____ TASK INPUT

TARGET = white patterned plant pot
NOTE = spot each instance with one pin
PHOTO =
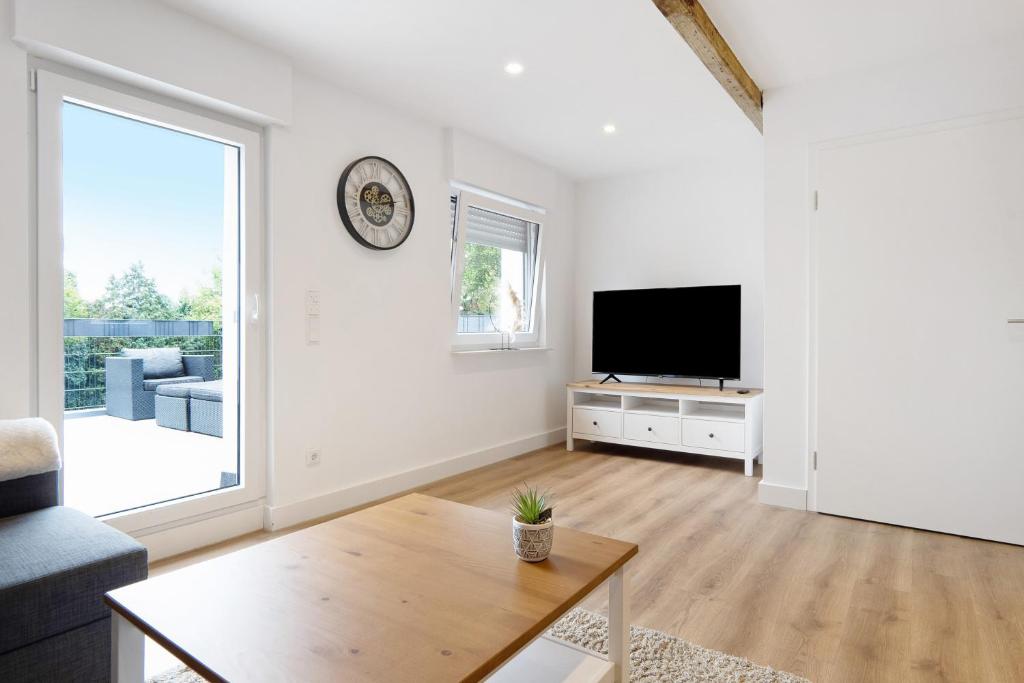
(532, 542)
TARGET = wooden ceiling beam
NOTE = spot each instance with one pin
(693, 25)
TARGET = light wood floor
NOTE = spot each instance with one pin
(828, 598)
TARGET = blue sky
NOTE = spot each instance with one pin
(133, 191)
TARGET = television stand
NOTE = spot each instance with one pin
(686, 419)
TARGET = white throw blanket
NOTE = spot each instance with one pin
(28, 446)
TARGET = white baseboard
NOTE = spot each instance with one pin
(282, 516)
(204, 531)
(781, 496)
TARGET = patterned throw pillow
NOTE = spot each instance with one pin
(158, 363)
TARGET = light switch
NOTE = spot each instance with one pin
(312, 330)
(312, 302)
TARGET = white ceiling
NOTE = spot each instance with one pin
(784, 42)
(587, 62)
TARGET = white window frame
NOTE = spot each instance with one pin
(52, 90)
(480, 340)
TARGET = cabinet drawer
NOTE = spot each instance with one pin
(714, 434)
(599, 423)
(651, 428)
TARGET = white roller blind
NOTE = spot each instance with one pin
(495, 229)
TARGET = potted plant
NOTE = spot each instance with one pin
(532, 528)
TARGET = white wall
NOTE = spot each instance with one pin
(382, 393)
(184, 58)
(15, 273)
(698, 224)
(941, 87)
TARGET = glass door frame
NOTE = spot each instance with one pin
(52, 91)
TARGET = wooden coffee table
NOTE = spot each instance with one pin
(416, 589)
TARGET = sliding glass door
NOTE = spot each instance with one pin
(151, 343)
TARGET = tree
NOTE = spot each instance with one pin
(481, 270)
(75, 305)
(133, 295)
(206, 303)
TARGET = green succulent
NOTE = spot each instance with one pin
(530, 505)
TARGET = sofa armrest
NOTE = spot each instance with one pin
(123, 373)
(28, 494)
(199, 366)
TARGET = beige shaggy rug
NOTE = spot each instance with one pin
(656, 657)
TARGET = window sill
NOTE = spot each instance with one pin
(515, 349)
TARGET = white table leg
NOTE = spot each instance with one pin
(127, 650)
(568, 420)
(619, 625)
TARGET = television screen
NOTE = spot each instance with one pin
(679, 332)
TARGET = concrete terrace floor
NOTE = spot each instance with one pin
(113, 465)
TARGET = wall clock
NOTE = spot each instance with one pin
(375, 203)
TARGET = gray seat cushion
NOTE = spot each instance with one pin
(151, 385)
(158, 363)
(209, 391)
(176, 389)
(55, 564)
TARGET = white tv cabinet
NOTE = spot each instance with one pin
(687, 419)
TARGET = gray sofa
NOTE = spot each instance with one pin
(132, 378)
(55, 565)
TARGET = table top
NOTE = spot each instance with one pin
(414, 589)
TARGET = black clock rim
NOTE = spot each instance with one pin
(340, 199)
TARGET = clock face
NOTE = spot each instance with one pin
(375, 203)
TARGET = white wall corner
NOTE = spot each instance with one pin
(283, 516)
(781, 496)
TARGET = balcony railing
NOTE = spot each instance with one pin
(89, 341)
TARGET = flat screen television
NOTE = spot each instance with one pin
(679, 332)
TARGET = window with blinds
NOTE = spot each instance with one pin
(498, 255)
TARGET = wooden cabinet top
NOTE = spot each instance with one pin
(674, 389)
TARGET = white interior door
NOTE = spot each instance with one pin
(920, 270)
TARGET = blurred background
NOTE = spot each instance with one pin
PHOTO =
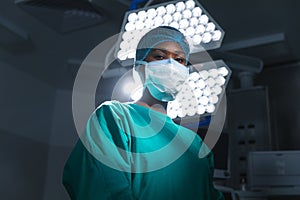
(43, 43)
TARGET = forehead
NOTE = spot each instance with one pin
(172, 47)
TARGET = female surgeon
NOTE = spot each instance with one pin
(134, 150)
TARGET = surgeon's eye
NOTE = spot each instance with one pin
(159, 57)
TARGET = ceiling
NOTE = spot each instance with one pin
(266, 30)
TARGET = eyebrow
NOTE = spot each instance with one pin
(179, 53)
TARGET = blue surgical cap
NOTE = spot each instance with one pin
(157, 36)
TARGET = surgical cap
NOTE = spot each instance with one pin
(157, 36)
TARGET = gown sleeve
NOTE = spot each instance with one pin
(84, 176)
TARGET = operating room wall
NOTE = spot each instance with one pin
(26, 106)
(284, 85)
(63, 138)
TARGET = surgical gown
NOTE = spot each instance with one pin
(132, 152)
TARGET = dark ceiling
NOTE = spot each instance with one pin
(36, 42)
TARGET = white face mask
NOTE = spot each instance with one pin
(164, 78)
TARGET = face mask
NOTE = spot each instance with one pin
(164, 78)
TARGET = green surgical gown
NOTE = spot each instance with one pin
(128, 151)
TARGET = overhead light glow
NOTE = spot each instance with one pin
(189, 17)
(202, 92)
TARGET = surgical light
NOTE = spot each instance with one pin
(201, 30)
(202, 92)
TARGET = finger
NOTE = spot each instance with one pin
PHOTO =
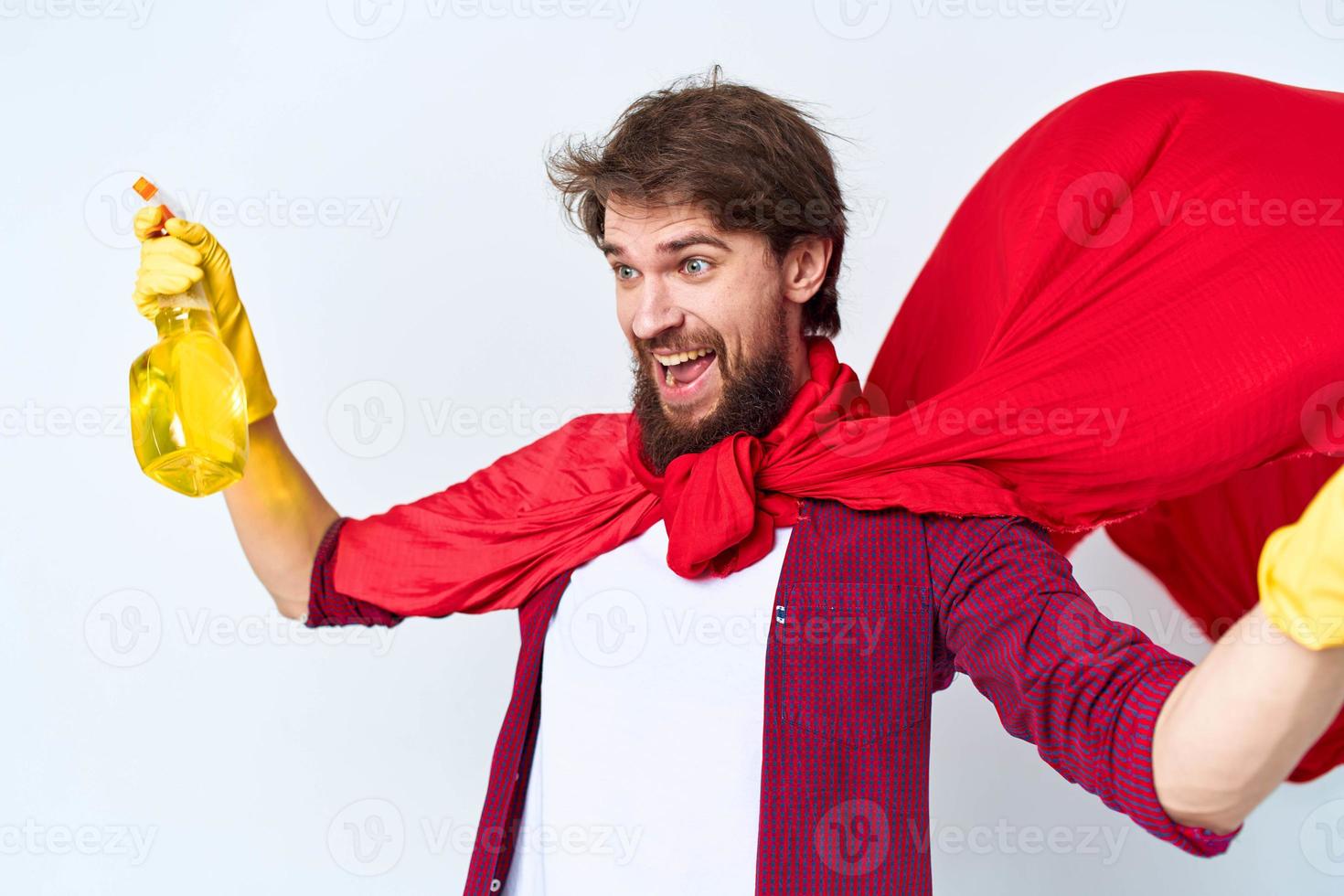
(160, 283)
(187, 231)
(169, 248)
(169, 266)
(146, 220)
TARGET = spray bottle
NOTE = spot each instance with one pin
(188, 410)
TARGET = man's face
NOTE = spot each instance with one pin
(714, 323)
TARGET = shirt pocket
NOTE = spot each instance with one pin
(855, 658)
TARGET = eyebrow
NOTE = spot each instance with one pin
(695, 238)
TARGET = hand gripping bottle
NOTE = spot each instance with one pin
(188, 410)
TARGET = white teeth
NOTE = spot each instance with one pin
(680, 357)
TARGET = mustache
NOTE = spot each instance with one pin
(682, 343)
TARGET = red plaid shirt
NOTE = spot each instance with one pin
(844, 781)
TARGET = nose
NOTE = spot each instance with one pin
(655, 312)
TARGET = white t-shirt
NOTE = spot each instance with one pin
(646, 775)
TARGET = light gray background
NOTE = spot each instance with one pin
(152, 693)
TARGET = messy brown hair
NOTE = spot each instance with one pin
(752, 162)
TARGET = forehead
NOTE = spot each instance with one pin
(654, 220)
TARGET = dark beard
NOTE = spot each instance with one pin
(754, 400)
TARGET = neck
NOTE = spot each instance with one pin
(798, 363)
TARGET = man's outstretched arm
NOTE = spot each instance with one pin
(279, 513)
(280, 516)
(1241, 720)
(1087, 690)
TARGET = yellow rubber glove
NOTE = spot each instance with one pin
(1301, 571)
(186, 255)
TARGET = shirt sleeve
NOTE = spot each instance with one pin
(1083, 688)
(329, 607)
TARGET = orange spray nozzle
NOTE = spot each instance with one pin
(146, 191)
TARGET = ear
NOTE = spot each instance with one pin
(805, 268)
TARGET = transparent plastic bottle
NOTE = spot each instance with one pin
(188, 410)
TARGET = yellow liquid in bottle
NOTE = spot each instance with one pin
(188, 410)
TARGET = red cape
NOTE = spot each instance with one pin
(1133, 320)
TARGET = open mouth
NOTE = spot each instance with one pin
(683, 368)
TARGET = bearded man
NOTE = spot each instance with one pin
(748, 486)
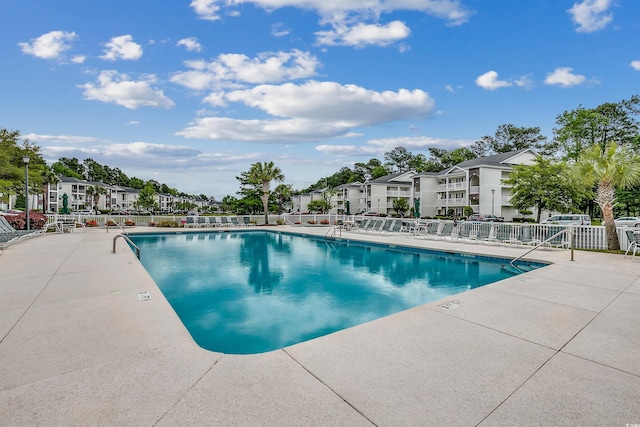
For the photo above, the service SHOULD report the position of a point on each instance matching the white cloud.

________

= TO DO =
An answer containing only the lines from the one holding "TARGET = transparent plastic bottle" through the close of the entries above, reproduced exactly and stripped of pictures, is expected.

= SOLUTION TO THE EXERCISE =
TARGET = transparent plastic bottle
NOTE = spot each instance with one pin
(188, 410)
TARGET = yellow liquid in bottle
NOTE = spot each instance with one pin
(188, 410)
TARGET = red cape
NOTE = spot each instance with one pin
(1133, 320)
TARGET = open mouth
NOTE = spot each instance with one pin
(683, 368)
TARGET = bearded man
NOTE = spot each instance with one pin
(748, 486)
For the photo above, the service SHOULD report the position of a point on each instance matching the white cloud.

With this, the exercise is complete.